• [TEXT EXCERPT]
________________________________________

Brighton Mall is a shopping mall located in Brighton, Michigan, United States. Opened in 1971 as an enclosed shopping mall, the center was re-developed in 1996 as a power centre, retaining the name Brighton Mall. Anchor stores for the property are Marshalls, Michaels, Aldi, PetSmart, Jo-Ann Etc., Best Buy, and Gardner-White Furniture.

==History==
Brighton Mall opened in November 1971 as a small enclosed mall, with A&P supermarket, a W.T. Grant department store, a Perry Drug Stores pharmacy, and approximately twenty-five inline tenants. One year later, a movie theater opened behind the mall. After W. T. Grant filed for bankruptcy in 1975, many of their stores were sold to Kmart in 1976. Kmart had originally wanted to build a store in Brighton prior to acquiring the former W. T. Grant location, but did not do so at the time due to concerns over the area's economy.

________________________________________

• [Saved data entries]
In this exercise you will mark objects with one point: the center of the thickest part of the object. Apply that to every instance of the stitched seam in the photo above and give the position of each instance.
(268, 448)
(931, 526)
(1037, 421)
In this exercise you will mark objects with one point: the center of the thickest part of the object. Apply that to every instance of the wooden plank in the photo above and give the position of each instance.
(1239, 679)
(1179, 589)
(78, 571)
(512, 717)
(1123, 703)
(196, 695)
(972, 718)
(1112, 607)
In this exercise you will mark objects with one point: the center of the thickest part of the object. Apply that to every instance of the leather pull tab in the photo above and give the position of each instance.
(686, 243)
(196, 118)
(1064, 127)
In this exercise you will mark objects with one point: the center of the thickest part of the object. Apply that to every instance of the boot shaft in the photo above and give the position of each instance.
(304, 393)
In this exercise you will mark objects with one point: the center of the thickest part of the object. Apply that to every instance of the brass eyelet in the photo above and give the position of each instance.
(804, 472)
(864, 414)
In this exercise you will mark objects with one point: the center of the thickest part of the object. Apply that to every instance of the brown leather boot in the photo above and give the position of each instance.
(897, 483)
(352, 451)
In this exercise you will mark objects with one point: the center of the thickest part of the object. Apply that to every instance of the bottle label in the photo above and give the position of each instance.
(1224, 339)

________________________________________

• [WORK TASK 1]
According to the Brighton Mall text, which company bought many former W. T. Grant stores in 1976?
• [WORK TASK 2]
Resume the Brighton Mall text, picking up after its final sentence about Kmart's concerns over the area's economy.

• [ANSWER SPACE 1]
Kmart

• [ANSWER SPACE 2]
In late 1993, plans were announced to begin converting the mall to a strip mall. Under these plans, the enclosed section of the mall would be converted to larger retail spaces that faced Grand River Avenue, while the Kmart would be retained. The few remaining tenants in the mall at the time, including an Ace Hardware, a beauty salon, and an ice cream shop, would be relocated to an annex next to the mall. In 1995, in completion of this conversion, A&P demolished its existing store at the mall and built a larger Farmer Jack supermarket on the site.

The mall's movie theater complex, by then part of the MJR Theatres chain, relocated across the street to a new 16-screen (since expanded to 20 screens) facility in 2002, and the old theaters were replaced with Best Buy and PetSmart. Marshalls replaced Farmer Jack, which closed in 2004. In 2006, Kmart was converted to Sears Essentials. This store closed in 2012. That space has since been divided between Gardner-White Furniture, Michaels, Aldi, and Aspen Dental.

The week of July 26, 2014, Halo Burger opened it seventeenth location at the Mall next to YoFresh Yogurt Cafe, which is also new.